§ What is being asked
Reproduce the entries shown below only from the line with "[(646, 461), (213, 284), (992, 414)]" down to the line with "[(891, 770), (560, 628), (985, 359)]", keeping both end lines and copying each one exactly.
═════ Records for the task
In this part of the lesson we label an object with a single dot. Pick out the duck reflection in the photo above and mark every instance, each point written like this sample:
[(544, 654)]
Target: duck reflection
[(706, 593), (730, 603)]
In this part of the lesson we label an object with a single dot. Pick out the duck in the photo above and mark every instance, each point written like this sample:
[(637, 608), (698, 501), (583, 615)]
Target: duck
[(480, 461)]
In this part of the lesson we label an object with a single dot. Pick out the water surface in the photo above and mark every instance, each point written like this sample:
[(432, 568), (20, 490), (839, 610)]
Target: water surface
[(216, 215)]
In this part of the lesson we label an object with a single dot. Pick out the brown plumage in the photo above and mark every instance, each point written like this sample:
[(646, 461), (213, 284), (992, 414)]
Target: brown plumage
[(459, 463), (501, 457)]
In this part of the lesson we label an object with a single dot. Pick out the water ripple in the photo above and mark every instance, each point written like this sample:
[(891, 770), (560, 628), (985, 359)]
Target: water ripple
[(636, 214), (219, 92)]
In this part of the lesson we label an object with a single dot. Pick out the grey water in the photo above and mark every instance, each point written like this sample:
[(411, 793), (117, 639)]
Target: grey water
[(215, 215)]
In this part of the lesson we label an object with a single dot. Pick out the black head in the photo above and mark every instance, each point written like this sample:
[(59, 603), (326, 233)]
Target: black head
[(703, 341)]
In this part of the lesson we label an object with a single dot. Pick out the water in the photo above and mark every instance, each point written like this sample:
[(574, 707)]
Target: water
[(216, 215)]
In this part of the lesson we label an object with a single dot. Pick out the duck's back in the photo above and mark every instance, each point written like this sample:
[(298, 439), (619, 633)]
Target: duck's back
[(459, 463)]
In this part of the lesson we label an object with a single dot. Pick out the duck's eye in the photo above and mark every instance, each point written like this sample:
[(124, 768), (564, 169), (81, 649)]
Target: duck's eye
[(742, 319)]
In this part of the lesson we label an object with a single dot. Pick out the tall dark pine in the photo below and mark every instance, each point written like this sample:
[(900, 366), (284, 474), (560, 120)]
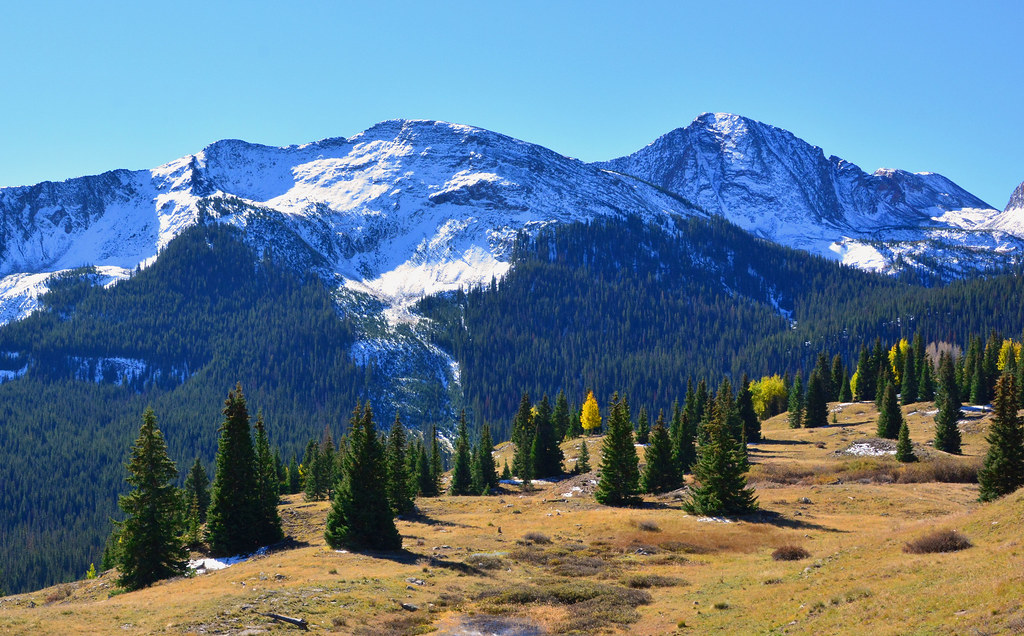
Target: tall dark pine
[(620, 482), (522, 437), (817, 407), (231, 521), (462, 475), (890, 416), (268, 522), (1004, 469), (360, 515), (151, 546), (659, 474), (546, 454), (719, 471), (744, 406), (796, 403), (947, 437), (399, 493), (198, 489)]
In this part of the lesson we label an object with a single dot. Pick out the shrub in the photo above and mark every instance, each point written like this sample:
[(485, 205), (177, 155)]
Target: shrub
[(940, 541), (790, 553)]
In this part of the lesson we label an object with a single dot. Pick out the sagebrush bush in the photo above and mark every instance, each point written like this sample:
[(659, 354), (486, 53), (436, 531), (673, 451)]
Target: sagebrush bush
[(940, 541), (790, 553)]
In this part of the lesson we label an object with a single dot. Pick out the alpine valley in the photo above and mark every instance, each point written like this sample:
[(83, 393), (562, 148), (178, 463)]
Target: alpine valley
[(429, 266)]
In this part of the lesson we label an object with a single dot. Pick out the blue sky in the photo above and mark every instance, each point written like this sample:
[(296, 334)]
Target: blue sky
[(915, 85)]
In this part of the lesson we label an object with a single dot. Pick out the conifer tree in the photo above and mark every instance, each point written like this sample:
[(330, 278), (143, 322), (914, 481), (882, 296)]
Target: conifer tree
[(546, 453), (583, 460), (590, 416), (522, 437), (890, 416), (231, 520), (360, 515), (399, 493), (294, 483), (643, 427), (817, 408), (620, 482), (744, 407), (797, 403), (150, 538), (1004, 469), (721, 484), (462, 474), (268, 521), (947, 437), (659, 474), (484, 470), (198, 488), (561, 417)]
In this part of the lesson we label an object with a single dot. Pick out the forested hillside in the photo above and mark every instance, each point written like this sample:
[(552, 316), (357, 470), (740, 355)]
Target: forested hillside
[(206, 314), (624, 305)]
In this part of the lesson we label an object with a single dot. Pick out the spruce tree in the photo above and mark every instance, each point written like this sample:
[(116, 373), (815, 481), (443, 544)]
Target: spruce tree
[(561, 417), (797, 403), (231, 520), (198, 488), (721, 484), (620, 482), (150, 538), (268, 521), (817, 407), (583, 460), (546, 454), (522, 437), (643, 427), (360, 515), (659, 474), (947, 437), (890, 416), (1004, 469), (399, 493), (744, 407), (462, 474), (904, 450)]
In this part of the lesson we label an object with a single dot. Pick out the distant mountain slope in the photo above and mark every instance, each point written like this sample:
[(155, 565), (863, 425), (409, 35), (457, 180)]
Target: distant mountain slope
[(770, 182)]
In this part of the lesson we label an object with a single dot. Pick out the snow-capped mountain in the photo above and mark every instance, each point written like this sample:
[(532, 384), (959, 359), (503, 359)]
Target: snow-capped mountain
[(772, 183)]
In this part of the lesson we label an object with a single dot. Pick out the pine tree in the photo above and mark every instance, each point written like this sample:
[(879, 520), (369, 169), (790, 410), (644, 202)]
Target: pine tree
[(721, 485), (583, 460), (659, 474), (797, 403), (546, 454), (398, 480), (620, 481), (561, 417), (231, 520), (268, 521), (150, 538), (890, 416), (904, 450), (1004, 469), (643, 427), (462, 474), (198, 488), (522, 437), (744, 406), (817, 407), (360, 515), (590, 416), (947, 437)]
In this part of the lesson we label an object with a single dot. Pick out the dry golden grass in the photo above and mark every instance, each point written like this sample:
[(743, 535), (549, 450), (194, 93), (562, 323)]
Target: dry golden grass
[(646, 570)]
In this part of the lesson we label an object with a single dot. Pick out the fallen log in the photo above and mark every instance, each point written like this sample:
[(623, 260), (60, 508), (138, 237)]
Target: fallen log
══════════
═════ Records for the task
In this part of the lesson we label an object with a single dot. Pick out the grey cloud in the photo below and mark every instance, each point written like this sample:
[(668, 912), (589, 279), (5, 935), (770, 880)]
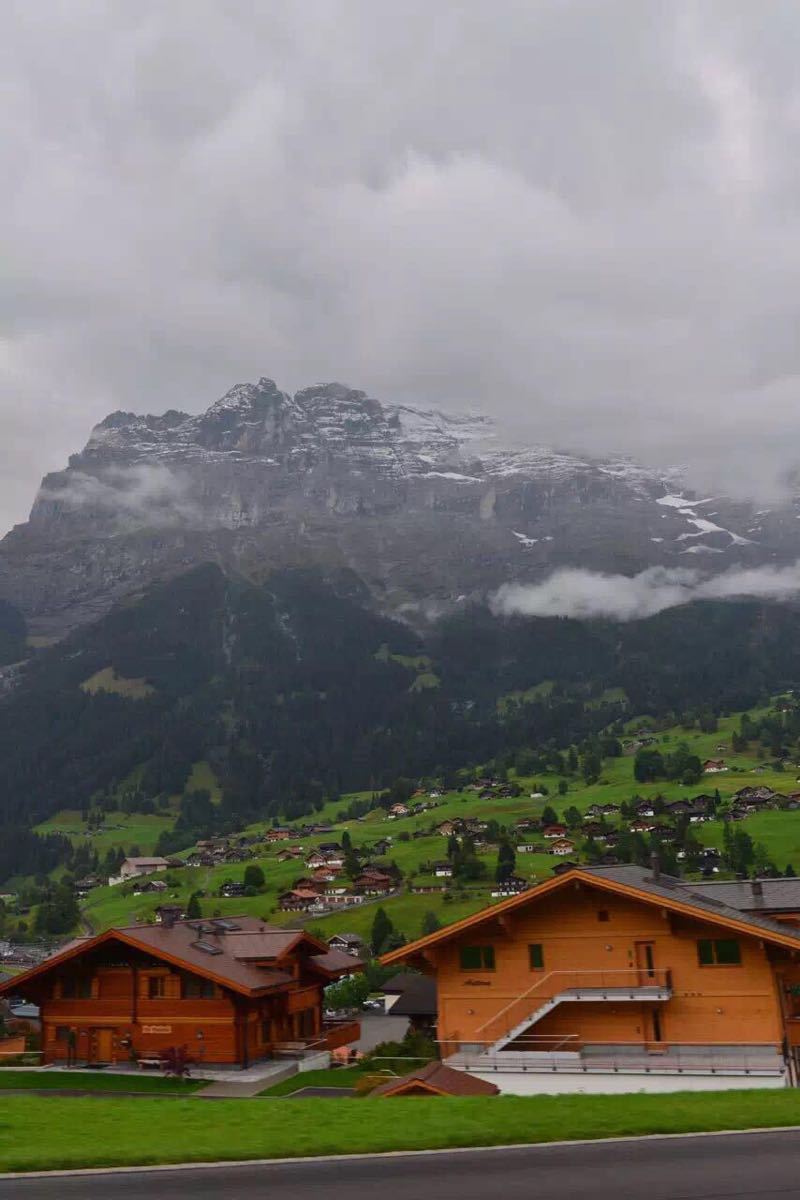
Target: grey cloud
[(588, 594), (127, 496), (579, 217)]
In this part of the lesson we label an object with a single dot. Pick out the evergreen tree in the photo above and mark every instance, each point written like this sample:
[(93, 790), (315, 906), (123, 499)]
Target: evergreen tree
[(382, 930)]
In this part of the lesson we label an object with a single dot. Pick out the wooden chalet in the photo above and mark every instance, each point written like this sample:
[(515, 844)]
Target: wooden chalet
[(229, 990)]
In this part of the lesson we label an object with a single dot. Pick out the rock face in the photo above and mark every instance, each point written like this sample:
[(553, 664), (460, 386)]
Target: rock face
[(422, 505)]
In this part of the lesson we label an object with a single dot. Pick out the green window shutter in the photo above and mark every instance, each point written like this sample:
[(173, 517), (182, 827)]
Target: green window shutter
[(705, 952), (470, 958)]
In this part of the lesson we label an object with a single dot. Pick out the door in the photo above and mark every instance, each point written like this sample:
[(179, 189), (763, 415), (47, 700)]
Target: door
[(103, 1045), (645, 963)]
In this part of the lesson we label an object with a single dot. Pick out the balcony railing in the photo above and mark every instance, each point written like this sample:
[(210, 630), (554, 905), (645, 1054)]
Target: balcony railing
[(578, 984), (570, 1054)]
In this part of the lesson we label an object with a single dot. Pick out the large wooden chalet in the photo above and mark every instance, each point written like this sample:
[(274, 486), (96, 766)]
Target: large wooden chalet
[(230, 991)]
══════════
§ Exercise response
[(646, 461), (213, 284), (992, 414)]
Target: brown plumage
[(459, 463), (501, 457)]
In this part of the lesson we label an object with a single dot. Pick out the water ripple in the photo above and mark every instance, each point written like this sample:
[(891, 770), (560, 628), (985, 359)]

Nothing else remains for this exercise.